* START *

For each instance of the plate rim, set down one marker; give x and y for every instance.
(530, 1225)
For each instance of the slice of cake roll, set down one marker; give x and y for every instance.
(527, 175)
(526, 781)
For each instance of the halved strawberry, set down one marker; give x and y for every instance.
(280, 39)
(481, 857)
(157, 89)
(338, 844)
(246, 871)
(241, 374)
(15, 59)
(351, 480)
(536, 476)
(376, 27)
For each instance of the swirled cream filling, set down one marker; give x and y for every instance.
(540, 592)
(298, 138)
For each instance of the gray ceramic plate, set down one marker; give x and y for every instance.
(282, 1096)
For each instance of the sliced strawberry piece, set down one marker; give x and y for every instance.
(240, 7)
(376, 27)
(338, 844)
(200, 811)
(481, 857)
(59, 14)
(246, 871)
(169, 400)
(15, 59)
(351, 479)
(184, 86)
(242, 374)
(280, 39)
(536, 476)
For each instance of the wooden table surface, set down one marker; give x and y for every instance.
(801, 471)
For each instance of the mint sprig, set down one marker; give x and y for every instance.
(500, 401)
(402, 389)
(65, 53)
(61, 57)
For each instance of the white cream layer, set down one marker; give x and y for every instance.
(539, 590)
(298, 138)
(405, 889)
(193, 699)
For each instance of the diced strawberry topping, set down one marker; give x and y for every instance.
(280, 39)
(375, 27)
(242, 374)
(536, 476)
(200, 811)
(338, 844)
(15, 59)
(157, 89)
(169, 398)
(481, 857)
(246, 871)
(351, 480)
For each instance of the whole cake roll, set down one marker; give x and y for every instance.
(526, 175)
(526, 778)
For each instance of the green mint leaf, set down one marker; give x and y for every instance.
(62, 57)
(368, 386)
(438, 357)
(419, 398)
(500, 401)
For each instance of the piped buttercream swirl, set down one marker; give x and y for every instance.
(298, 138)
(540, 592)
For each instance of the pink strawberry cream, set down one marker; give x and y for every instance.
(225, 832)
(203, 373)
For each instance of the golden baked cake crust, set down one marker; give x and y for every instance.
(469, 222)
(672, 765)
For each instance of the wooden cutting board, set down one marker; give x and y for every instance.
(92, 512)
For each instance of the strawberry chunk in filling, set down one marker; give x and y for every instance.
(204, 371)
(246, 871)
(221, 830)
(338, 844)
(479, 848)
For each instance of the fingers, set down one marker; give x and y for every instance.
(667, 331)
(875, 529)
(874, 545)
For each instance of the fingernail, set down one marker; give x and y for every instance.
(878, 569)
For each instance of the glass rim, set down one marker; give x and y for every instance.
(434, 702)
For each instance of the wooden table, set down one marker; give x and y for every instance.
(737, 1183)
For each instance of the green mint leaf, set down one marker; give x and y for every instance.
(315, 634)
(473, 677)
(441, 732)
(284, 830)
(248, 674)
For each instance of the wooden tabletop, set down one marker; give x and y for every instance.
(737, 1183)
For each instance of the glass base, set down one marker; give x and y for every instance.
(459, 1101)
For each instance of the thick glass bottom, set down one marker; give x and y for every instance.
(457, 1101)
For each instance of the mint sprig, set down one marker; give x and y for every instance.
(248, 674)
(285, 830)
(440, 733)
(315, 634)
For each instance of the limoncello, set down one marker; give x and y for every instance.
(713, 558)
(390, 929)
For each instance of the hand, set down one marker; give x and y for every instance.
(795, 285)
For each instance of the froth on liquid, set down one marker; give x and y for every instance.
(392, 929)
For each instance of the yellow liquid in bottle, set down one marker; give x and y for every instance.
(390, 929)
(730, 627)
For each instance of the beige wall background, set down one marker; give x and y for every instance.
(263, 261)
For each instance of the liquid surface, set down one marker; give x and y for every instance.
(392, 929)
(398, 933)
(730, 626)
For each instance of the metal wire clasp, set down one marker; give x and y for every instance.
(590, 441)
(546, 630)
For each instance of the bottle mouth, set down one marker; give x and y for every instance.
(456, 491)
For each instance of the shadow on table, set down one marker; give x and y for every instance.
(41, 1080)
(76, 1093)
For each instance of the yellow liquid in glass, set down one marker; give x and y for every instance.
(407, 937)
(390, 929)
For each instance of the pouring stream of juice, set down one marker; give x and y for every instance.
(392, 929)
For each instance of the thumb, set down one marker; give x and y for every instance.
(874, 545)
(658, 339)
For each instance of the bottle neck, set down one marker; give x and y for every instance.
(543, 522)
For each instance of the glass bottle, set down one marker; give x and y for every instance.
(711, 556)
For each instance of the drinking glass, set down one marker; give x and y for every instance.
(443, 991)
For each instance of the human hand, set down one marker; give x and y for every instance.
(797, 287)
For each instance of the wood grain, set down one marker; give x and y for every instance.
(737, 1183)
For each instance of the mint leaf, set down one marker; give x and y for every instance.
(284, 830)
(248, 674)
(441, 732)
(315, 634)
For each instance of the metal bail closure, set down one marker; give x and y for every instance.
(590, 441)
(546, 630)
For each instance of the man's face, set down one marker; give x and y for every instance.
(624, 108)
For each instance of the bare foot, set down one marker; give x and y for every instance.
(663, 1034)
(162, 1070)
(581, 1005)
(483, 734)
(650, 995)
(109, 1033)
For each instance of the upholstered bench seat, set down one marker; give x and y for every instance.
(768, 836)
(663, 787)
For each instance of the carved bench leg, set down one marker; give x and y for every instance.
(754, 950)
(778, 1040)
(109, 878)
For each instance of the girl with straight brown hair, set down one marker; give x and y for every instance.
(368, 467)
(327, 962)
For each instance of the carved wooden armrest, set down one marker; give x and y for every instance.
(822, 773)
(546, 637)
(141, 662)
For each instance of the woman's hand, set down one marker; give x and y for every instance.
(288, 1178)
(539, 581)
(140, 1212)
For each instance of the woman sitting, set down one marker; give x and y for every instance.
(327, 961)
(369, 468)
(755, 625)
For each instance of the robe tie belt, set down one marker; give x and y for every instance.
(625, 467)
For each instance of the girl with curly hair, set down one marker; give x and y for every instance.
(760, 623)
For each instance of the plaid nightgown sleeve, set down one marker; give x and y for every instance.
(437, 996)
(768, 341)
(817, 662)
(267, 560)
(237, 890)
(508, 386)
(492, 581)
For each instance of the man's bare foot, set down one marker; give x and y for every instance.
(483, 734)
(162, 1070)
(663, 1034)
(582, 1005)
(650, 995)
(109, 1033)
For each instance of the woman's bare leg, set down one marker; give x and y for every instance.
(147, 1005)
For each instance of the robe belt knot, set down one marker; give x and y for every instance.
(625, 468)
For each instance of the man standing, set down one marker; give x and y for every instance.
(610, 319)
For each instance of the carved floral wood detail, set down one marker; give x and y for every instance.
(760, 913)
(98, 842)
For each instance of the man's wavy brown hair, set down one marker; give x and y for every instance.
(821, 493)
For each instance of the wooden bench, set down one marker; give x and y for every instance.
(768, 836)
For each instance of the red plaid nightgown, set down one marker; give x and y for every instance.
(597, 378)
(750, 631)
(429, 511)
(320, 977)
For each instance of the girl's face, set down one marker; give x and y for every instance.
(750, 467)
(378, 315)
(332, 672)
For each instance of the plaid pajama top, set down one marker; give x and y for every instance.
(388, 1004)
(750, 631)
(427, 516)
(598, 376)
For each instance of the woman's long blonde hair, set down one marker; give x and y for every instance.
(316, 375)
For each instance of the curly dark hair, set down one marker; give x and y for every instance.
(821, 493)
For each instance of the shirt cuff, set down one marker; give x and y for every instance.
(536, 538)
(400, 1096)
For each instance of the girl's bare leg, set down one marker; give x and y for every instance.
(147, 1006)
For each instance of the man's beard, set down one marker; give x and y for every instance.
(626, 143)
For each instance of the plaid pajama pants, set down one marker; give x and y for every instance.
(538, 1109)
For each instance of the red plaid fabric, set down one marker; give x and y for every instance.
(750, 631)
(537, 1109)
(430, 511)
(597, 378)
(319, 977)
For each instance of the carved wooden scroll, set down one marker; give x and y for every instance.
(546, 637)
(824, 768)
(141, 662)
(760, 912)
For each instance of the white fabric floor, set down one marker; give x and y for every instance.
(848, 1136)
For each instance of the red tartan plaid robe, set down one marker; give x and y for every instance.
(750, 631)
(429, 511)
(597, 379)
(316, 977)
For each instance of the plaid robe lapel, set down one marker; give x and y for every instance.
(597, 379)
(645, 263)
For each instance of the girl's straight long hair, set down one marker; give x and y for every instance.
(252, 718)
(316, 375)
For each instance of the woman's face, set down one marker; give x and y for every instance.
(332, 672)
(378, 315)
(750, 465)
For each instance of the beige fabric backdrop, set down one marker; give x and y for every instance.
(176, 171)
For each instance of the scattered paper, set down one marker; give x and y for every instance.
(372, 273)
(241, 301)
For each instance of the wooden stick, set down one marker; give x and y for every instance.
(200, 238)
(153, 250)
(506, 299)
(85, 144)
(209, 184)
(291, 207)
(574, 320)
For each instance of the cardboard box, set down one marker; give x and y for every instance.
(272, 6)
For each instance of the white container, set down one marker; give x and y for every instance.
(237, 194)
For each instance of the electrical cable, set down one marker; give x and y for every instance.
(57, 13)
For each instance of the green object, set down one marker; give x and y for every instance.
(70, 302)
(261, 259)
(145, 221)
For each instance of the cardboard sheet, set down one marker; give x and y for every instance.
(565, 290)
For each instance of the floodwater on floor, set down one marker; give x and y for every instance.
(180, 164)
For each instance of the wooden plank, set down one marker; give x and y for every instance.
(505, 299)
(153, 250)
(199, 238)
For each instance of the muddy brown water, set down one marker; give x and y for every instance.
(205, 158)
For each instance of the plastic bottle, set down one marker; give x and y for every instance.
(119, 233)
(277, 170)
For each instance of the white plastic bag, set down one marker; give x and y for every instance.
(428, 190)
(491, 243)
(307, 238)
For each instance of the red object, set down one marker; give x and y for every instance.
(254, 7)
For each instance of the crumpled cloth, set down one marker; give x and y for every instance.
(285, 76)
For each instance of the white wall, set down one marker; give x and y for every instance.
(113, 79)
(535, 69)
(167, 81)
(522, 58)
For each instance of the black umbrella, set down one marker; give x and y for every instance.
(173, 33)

* END *

**To do**
Copy the rows above word for word, from the line that contains "For each instance of the fingers, set" through the line that contains "(457, 1101)", inclusive.

**Solution to this task**
For each instance of the fingers, set down one marker; give x and y for every instance.
(667, 331)
(875, 529)
(874, 545)
For each instance of the fingernail, set down one marker; give x and y for every instance.
(878, 569)
For each instance of the glass rim, set down one marker; give x and y for every instance.
(434, 702)
For each instance of the wooden table, set down one marker; give x and y for every instance.
(737, 1183)
For each instance of the green mint leaf, set down one marker; give x and y for every instance.
(315, 634)
(473, 677)
(441, 732)
(284, 830)
(248, 674)
For each instance of the wooden tabletop, set down one marker; give x and y for every instance.
(737, 1183)
For each instance of the glass base, set down one marker; give x and y for every instance.
(459, 1101)
For each instance of the thick glass bottom, set down one marker; give x and y for every instance.
(457, 1101)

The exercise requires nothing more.